* **Given information**:
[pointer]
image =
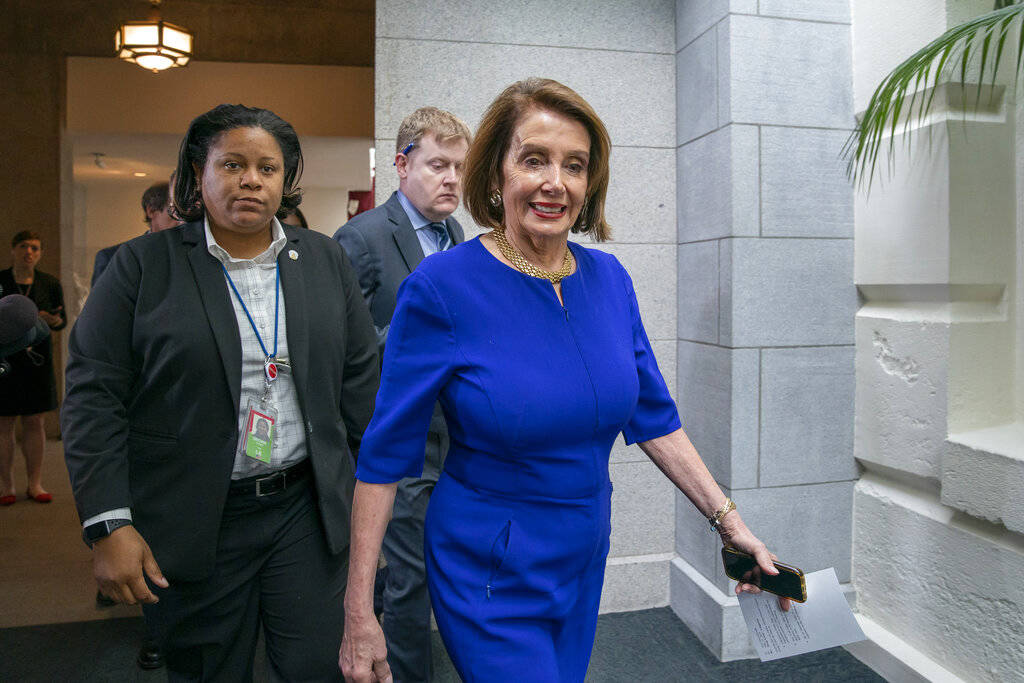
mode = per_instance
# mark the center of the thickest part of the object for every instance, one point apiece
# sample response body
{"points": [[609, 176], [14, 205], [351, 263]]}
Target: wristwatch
{"points": [[101, 529]]}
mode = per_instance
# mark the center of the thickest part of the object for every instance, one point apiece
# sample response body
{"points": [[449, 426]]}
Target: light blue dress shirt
{"points": [[425, 233]]}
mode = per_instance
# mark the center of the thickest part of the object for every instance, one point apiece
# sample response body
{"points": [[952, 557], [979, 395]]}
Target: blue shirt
{"points": [[534, 392], [426, 235]]}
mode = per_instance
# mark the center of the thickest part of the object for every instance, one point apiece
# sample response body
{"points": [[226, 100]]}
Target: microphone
{"points": [[20, 327]]}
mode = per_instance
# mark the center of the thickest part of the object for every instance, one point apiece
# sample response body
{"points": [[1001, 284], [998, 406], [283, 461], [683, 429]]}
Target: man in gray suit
{"points": [[156, 211], [385, 245]]}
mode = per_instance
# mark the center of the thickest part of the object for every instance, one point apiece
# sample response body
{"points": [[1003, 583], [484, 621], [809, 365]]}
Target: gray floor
{"points": [[649, 645]]}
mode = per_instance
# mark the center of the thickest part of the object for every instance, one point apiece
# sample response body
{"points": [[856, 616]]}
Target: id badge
{"points": [[257, 437]]}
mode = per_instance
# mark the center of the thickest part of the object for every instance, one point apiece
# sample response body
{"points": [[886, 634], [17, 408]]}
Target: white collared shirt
{"points": [[254, 278]]}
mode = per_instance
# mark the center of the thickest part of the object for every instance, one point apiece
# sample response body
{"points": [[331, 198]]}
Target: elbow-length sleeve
{"points": [[655, 413], [418, 361]]}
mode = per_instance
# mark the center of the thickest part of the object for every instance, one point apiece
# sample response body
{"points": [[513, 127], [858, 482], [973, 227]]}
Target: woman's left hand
{"points": [[735, 534], [49, 318]]}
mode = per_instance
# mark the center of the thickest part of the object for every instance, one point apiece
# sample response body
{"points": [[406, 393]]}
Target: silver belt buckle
{"points": [[268, 479]]}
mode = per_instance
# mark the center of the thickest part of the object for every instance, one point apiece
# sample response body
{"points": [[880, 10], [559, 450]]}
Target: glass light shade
{"points": [[155, 61], [155, 45], [176, 40]]}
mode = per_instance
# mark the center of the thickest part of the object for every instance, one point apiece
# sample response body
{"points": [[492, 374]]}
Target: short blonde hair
{"points": [[483, 163], [444, 126]]}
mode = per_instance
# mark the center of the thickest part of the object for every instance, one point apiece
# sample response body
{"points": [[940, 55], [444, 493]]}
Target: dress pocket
{"points": [[499, 549]]}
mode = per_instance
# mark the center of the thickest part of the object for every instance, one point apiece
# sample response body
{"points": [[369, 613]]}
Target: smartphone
{"points": [[788, 583]]}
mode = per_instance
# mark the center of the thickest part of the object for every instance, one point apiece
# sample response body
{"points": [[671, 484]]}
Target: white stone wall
{"points": [[766, 301], [939, 512], [459, 55]]}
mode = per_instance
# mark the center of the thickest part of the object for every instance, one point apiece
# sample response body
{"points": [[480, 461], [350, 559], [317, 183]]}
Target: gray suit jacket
{"points": [[150, 420], [384, 249]]}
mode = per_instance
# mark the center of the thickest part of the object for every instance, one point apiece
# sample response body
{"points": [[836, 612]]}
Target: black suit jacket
{"points": [[150, 420], [384, 249], [103, 257]]}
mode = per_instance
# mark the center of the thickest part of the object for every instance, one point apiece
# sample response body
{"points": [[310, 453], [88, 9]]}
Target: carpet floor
{"points": [[51, 630], [649, 645]]}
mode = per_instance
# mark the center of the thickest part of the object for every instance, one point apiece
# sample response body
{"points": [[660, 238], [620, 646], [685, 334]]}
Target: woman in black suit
{"points": [[30, 390], [192, 337]]}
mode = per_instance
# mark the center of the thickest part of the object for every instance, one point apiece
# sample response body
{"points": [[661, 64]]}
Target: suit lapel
{"points": [[403, 233], [455, 229], [293, 286], [216, 303]]}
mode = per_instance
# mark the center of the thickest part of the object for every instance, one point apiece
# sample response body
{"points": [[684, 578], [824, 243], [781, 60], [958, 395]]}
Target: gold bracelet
{"points": [[716, 519]]}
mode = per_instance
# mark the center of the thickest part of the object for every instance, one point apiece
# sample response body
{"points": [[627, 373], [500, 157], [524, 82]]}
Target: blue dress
{"points": [[535, 394]]}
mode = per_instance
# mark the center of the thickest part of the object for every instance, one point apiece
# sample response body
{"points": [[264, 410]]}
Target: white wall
{"points": [[939, 513]]}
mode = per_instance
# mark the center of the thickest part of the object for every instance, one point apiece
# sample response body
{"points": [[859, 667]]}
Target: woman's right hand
{"points": [[363, 657]]}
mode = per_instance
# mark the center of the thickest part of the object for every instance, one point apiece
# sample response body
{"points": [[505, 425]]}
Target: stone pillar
{"points": [[939, 418], [765, 297], [619, 56]]}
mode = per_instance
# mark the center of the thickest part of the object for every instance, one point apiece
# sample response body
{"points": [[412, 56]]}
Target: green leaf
{"points": [[960, 45]]}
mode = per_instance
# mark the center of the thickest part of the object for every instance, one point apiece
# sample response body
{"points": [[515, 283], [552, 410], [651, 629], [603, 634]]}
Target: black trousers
{"points": [[406, 614], [273, 569]]}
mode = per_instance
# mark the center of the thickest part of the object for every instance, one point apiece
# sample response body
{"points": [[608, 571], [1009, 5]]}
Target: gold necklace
{"points": [[522, 265]]}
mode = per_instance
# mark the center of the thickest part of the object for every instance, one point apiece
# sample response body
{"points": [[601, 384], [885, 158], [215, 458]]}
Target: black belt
{"points": [[272, 483]]}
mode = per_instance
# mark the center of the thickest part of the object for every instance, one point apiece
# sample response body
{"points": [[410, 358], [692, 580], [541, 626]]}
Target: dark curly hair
{"points": [[204, 131]]}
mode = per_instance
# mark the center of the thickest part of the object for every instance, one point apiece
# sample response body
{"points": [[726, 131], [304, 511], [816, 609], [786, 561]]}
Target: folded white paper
{"points": [[824, 621]]}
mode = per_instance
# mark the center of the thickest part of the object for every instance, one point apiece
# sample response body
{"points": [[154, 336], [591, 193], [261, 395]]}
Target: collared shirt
{"points": [[254, 278], [425, 233]]}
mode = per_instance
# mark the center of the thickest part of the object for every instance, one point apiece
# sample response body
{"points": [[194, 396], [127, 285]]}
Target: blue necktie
{"points": [[443, 241]]}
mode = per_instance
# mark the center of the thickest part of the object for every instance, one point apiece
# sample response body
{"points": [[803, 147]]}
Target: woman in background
{"points": [[30, 389]]}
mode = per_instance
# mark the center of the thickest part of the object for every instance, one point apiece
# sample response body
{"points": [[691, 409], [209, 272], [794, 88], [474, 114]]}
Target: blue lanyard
{"points": [[276, 300]]}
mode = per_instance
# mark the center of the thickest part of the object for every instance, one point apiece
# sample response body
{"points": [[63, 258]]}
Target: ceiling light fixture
{"points": [[154, 44]]}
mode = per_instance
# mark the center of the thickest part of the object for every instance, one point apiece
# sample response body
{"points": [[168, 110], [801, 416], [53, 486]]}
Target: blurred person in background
{"points": [[386, 244], [156, 213], [30, 389]]}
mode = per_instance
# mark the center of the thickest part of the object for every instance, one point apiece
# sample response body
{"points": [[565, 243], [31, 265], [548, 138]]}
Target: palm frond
{"points": [[983, 38]]}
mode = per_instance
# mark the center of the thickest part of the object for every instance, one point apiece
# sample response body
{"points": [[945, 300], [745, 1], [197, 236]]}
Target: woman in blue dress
{"points": [[535, 347]]}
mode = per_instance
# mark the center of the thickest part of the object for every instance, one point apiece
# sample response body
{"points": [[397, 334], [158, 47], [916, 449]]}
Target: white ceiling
{"points": [[329, 162]]}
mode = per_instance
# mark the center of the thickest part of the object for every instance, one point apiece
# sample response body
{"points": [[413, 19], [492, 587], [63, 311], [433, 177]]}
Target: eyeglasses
{"points": [[404, 151]]}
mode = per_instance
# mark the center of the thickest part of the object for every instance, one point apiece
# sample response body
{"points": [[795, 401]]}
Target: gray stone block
{"points": [[713, 615], [809, 526], [697, 545], [635, 583], [804, 188], [718, 185], [781, 292], [641, 203], [652, 269], [695, 16], [464, 78], [593, 24], [697, 292], [819, 10], [784, 73], [696, 83], [807, 415], [718, 406], [641, 510]]}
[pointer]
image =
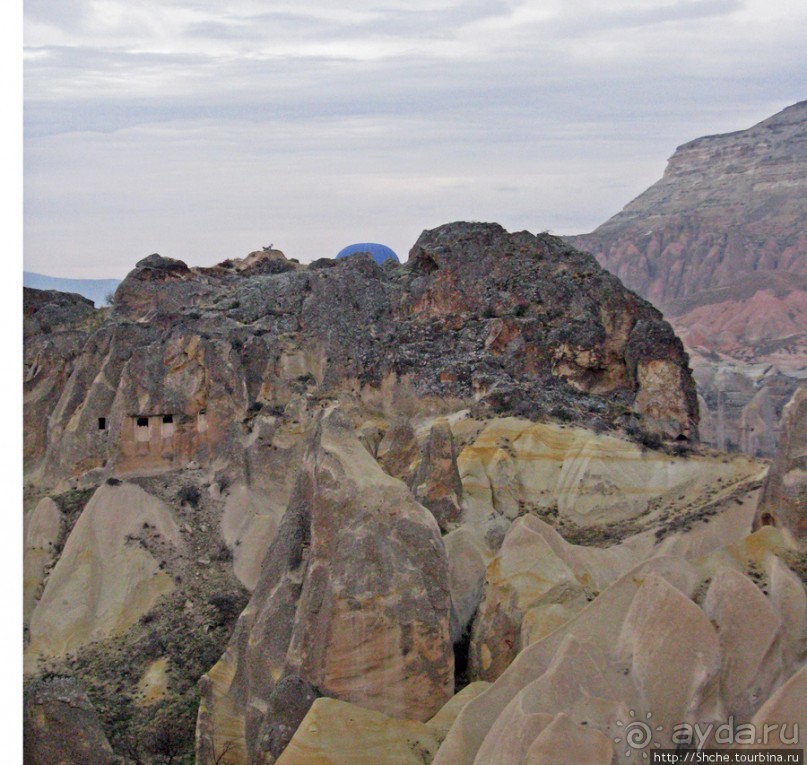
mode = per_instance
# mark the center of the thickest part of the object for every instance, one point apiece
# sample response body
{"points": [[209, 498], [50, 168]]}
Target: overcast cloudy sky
{"points": [[202, 130]]}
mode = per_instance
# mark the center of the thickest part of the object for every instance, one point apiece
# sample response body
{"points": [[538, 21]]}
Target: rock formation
{"points": [[352, 603], [61, 726], [719, 244], [784, 498], [342, 496]]}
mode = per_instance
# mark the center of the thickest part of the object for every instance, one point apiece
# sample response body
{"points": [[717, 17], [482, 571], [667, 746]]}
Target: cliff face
{"points": [[727, 205], [271, 503], [192, 361], [784, 498], [719, 244]]}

* **What needs to be done**:
List, copied in full, every line of the items above that contains the word "light".

* **Task output**:
Target: light blue dress shirt
Target: glass light shade
Target: ceiling light fixture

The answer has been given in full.